### INSTRUCTIONS FOR THE TASK
Among the entries below, one stretch runs from the line that contains "[indicate] the stone bridge" through the line that contains "[indicate] the building". Repeat that stretch exactly, ends included, and only that.

______

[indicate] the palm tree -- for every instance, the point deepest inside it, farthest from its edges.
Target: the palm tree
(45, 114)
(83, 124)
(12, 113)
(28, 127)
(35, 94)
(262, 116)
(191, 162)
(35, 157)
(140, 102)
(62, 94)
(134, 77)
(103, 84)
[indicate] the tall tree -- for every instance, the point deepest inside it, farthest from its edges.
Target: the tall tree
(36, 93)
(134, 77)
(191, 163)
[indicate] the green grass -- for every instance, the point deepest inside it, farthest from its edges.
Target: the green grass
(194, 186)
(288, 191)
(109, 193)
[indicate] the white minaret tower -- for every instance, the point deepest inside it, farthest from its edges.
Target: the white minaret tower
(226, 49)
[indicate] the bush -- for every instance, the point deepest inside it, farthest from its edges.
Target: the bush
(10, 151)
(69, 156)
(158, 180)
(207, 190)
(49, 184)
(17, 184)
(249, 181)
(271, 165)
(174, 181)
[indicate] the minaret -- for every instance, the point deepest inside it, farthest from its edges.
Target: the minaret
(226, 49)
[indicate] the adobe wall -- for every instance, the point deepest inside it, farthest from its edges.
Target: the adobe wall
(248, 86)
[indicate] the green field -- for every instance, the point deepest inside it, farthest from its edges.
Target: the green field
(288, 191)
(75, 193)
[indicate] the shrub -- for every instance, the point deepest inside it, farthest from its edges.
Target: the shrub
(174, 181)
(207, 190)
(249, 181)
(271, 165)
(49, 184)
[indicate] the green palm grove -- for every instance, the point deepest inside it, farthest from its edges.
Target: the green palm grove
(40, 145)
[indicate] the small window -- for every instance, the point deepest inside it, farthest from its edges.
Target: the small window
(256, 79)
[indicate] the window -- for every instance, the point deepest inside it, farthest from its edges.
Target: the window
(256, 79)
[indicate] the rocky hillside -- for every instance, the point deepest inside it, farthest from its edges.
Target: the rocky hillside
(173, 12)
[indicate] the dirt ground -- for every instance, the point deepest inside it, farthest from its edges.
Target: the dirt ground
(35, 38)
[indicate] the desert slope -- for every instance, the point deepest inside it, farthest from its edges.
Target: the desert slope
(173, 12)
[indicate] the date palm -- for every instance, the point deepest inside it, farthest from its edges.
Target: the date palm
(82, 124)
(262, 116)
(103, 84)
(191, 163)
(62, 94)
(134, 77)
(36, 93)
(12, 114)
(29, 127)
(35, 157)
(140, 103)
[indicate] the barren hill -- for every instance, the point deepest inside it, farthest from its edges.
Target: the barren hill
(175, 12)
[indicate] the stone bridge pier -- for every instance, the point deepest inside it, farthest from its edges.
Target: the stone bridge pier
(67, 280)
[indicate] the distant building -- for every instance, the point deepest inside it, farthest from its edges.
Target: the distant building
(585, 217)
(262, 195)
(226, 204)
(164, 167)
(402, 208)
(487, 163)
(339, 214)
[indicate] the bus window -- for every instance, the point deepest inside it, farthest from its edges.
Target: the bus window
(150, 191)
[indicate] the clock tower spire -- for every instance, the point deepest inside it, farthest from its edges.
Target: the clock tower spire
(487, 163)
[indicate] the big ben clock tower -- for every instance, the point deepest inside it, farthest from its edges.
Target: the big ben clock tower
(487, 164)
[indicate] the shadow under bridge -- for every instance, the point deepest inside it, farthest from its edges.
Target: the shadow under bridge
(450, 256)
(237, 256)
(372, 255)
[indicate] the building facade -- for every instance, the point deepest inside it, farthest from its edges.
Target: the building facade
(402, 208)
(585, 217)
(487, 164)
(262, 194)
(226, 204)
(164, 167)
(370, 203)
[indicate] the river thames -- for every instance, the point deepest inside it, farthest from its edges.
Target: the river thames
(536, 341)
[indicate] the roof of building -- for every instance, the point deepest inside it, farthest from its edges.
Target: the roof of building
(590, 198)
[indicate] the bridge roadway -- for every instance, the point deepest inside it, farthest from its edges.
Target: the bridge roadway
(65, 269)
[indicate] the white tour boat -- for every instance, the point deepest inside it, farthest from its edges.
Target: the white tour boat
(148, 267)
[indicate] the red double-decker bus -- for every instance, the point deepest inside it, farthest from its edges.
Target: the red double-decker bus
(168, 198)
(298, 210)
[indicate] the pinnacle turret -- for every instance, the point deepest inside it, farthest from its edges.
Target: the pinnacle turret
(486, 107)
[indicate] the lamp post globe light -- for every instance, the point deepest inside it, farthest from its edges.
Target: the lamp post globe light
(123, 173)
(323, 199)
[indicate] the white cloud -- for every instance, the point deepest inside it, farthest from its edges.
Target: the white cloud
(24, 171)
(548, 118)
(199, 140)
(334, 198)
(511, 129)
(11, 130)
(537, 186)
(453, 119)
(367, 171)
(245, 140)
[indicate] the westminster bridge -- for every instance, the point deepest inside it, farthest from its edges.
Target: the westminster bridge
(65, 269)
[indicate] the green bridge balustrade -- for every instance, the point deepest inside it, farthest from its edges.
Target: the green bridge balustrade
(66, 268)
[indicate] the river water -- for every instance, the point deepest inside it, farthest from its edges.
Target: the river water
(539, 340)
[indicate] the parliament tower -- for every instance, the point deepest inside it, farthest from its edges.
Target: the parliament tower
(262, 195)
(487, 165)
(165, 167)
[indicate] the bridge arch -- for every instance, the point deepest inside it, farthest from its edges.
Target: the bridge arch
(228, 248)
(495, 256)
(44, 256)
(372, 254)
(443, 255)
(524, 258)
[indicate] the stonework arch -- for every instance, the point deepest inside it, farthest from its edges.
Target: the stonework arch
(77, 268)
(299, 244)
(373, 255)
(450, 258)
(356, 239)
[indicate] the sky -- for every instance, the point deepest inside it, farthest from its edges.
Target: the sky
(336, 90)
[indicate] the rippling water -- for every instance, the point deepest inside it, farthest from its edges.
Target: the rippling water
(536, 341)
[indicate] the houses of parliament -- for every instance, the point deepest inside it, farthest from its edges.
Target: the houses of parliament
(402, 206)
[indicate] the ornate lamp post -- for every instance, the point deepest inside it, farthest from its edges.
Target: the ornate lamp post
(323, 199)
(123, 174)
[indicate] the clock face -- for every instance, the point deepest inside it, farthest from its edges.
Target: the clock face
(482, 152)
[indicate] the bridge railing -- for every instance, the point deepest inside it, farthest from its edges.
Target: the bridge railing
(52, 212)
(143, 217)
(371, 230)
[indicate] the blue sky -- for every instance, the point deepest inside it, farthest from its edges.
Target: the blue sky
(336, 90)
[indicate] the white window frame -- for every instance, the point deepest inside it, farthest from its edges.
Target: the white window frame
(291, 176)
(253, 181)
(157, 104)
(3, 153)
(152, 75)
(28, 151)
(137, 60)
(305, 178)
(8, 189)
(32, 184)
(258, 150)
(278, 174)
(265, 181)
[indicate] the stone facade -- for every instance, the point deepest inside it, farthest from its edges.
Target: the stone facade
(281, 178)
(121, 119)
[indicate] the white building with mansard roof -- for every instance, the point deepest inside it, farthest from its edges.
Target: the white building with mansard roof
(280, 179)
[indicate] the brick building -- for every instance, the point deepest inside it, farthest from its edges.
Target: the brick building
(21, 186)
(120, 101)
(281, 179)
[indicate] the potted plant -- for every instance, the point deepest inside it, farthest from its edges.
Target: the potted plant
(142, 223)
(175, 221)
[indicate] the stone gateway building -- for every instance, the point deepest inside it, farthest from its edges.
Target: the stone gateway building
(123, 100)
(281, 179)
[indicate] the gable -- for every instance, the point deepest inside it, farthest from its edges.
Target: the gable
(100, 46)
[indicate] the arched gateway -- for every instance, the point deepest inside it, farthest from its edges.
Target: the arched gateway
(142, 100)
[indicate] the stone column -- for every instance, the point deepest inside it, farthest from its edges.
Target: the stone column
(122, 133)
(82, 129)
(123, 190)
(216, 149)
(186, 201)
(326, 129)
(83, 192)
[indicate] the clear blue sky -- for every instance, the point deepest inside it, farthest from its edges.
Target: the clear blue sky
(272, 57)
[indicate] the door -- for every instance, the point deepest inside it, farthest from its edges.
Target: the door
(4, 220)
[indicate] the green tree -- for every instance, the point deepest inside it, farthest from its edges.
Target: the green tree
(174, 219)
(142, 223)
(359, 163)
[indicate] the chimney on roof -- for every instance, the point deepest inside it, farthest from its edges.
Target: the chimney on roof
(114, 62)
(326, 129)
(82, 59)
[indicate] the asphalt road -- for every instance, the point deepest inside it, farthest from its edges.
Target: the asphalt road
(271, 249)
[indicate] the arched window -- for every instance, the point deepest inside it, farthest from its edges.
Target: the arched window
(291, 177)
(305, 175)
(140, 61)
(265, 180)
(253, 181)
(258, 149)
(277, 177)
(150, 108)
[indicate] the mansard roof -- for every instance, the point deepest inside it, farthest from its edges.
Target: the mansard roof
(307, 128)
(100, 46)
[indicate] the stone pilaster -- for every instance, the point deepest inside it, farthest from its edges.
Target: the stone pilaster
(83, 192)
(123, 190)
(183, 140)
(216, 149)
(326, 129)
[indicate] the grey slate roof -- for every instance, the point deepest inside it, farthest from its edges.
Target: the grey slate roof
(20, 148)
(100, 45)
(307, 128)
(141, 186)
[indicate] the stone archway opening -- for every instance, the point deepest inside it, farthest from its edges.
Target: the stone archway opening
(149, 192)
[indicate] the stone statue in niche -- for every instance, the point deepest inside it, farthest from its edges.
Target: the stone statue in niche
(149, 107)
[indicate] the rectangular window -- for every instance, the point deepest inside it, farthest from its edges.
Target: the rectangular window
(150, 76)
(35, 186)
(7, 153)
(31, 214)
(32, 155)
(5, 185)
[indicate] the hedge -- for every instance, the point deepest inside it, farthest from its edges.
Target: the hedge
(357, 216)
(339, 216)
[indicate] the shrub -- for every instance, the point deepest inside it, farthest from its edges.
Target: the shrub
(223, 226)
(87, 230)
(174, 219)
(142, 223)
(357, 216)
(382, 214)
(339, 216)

______

### ANSWER TO THE EXERCISE
[indicate] the stone bridge pier -- for every instance, the point deepest inside it, farthest from its edges.
Target: the stone bridge pier
(67, 280)
[indicate] the distant building -- for every instance, the point deepest inside it, farthest from its edges.
Target: the distant building
(585, 217)
(262, 195)
(226, 204)
(164, 167)
(402, 208)
(487, 163)
(339, 214)
[indicate] the bus window -- for every instance, the point deepest inside it, farthest from its edges.
Target: the bus window
(150, 191)
[indicate] the clock tower spire -- for every instance, the point deepest inside it, farthest from its edges.
Target: the clock tower spire
(487, 163)
[indicate] the big ben clock tower -- for every instance, the point deepest inside it, farthest from its edges.
Target: the big ben clock tower
(487, 164)
[indicate] the shadow under bridge -- for every instance, the point deepest inside it, farthest from its edges.
Target: the shadow under bridge
(450, 256)
(237, 256)
(372, 255)
[indicate] the building facade -- for every instance, the point deepest inside it, farthest from its edges.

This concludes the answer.